Records excerpted from a collection

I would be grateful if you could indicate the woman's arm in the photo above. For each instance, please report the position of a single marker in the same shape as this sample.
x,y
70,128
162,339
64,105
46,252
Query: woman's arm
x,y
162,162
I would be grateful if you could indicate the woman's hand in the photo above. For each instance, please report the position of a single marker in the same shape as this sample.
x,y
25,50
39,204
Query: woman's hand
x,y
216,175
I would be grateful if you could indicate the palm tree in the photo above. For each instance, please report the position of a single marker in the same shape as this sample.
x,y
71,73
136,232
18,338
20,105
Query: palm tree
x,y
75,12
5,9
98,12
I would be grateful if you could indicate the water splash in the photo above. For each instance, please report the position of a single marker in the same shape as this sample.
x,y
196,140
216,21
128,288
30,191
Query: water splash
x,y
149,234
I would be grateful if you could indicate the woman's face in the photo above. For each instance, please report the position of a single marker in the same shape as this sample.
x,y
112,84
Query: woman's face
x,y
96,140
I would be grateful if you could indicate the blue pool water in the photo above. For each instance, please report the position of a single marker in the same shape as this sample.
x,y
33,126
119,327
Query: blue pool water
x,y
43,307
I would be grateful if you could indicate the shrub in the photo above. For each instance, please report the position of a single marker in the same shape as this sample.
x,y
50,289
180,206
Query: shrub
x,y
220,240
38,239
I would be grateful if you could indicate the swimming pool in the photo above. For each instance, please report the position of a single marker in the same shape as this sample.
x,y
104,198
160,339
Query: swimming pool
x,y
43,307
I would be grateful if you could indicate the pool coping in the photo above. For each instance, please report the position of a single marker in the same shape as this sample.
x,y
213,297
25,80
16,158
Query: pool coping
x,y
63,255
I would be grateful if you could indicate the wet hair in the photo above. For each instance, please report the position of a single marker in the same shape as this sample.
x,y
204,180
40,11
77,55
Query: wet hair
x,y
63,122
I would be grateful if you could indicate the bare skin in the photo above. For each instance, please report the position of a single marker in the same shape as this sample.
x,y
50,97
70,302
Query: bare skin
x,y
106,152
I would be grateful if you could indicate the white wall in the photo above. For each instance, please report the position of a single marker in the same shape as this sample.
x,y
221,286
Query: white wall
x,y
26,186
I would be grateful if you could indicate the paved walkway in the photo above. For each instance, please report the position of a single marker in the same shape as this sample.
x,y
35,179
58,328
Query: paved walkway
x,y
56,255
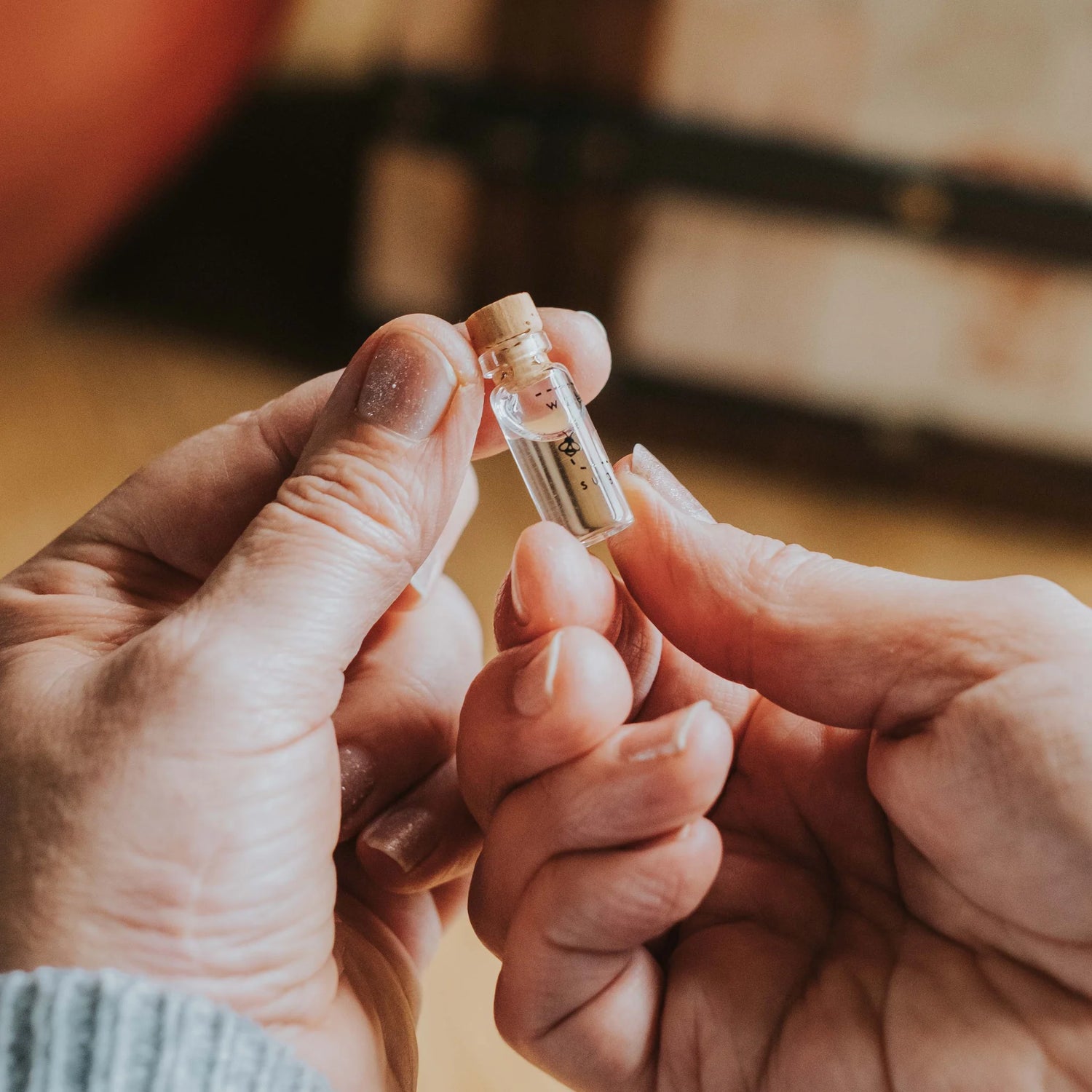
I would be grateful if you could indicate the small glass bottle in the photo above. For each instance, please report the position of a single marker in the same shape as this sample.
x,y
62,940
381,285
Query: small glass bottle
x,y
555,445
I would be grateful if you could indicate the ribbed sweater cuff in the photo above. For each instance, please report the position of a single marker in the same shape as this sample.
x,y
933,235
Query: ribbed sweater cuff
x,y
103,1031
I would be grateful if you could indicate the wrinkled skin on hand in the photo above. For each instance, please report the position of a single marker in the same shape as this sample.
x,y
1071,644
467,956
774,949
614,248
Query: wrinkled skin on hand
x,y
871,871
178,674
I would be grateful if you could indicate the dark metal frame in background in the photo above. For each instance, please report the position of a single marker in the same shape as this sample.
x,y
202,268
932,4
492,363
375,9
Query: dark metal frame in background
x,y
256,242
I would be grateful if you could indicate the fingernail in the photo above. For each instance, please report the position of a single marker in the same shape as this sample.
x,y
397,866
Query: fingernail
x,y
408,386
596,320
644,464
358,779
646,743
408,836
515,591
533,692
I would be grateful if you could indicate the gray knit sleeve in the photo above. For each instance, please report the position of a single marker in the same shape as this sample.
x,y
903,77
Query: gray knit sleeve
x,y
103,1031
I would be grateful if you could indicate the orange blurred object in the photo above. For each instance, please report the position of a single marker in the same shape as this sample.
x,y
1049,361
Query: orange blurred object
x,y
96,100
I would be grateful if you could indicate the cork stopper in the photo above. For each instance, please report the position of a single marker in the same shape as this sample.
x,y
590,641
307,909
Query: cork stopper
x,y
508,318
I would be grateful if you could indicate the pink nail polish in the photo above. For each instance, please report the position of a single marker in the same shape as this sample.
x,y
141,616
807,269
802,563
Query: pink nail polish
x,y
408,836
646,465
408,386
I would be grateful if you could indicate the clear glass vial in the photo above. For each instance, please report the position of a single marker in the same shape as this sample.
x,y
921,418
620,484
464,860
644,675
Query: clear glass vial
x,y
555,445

...

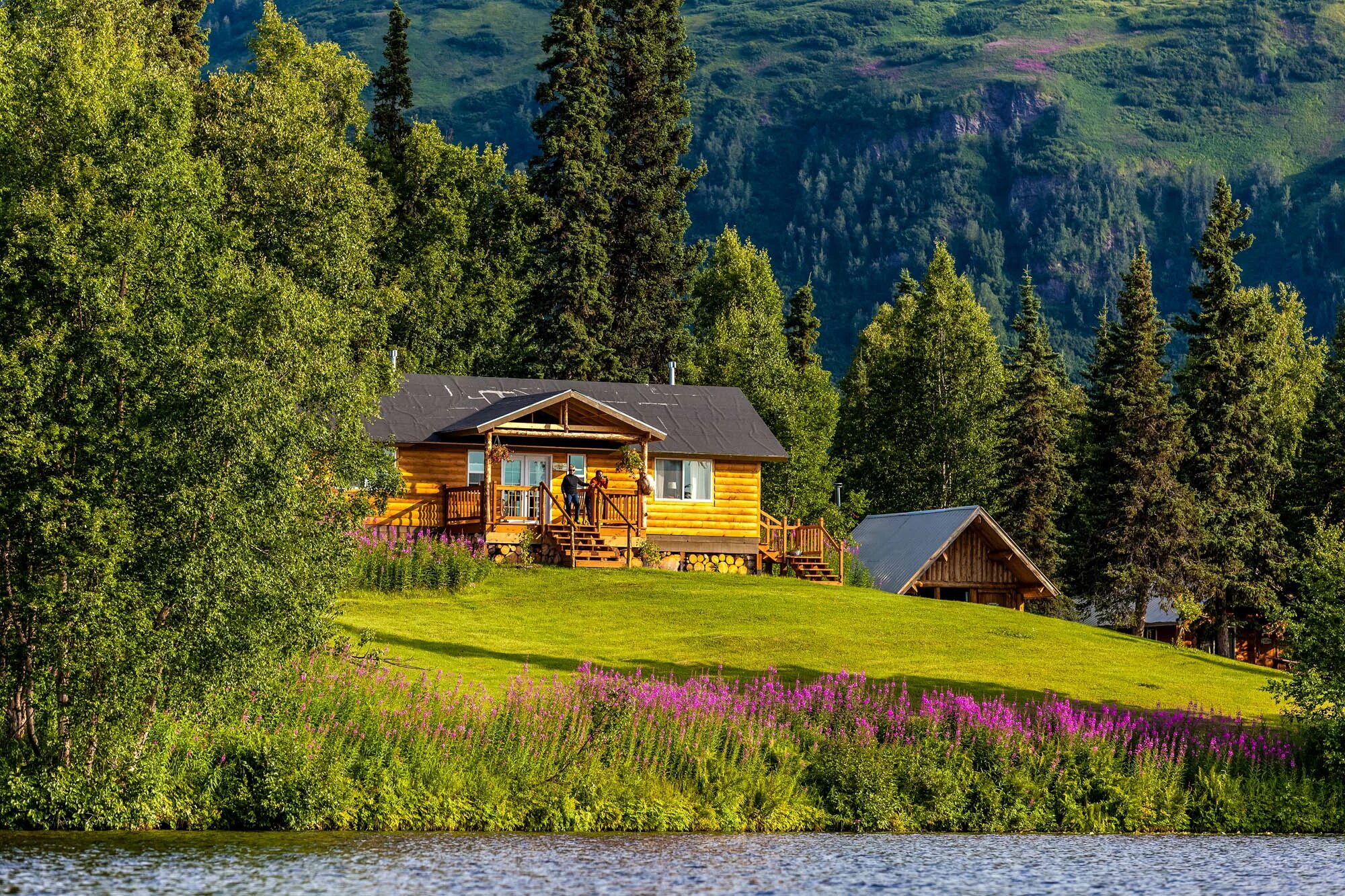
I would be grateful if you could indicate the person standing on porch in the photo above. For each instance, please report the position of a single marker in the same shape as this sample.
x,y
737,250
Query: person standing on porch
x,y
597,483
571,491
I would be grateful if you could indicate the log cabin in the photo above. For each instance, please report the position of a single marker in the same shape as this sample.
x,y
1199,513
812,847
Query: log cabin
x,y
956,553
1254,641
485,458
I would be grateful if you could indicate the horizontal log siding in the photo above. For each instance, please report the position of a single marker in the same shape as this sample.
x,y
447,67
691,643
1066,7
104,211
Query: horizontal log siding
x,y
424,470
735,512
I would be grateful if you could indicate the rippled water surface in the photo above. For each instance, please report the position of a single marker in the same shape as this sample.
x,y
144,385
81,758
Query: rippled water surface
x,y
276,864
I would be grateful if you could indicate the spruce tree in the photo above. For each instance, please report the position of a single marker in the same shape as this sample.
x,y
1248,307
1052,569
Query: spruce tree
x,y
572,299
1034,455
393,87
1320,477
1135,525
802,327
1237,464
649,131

[STATED GOAL]: Show every line of the data above that contains the string "sleeve". Case matters.

[OUTPUT]:
I would be grateful if you could indicate the gray knit sleeve in the photo above. For each instance, please report the position of a single marker in the same shape as this sample.
Query: gray knit sleeve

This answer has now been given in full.